Considerada um dos grandes nomes da literatura norte-americana, a poeta Elizabeth Bishop foi por 16 anos companheira da arquiteta brasileira Maria Carlota Costallat de Macedo Soares, conhecida como Lota.

Quando chegou ao Brasil, em 1951, Bishop pretendia ficar apenas alguns dias, antes de seguir num giro pela América do Sul. Mas um incidente envolvendo uma reação alérgica após morder um caju resultou em uma permanência de anos, motivada não pela alergia, mas por uma relação afetiva e poética com Lota.

É a história dessa relação que o diretor Bruno Barreto reconta neste belo e sensível Flores Raras. Um filme de desenvolvimento narrativo afinado e que deve grande parte de seu feliz resultado ao embate cênico de duas atrizes inspiradas.

Glória Pires faz Lota, uma mulher decidida, segura e de pulso firme. Gosta de falar de seu trabalho como arquiteta sem qualquer timidez ou falsa modéstia. A pedido de sua então companheira, Mary (Tracy Middendorf), ela recebe em sua casa Elizabeth Bishop, interpretada por Miranda Otto.

» Lista de entradas
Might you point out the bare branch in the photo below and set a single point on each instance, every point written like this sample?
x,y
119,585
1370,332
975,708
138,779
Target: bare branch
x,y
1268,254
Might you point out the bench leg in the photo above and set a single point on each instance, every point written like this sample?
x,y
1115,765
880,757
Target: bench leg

» Partes do exercício
(A) Extraia, sem nenhuma alteração, a parte do texto sobre o filme Flores Raras que começa em "Glória Pires faz" e termina em "por Miranda Otto.".
(B) Dê continuidade ao texto sobre o filme Flores Raras, começando logo após a última frase apresentada.

» Respostas às tarefas
(A)
Glória Pires faz Lota, uma mulher decidida, segura e de pulso firme. Gosta de falar de seu trabalho como arquiteta sem qualquer timidez ou falsa modéstia. A pedido de sua então companheira, Mary (Tracy Middendorf), ela recebe em sua casa Elizabeth Bishop, interpretada por Miranda Otto.

(B)
Bishop é quase o oposto de Lota. É tímida, não se sente a vontade para ler seus próprios poemas e reage com certa retração ao imediato choque cultural. Sua atitude é interpretada como esnobismo por Lota, mas logo a antipatia se transformará em paixão.

Na composição dos personagens, Glória Pires realiza uma interpretação de firmeza magnética. Mantém o tempo todo um tom de audácia que representa o destacado papel que a figura real de Lota teve em sua época. Mas o faz sem excessos ou mimetismos caricatos.

Já Miranda Otto compõe sua Bishop com uma fragilidade enviesada, entre o medo de si mesma, a insegurança quanto à sua poesia e a inescapável necessidade de escrever. Há nesta personagem algo de uma força inevitável (a poesia, certamente, mas algo mais) que a fragilidade encobre, mas não esconde.

Esse amálgama é desenvolvido com a sutileza de uma interpretação que até comete pequenos excessos, mas que no todo se humaniza imensamente, auxiliada por flashbacks que remontam a história sofrida da poeta. Mérito da atriz e mérito também da direção.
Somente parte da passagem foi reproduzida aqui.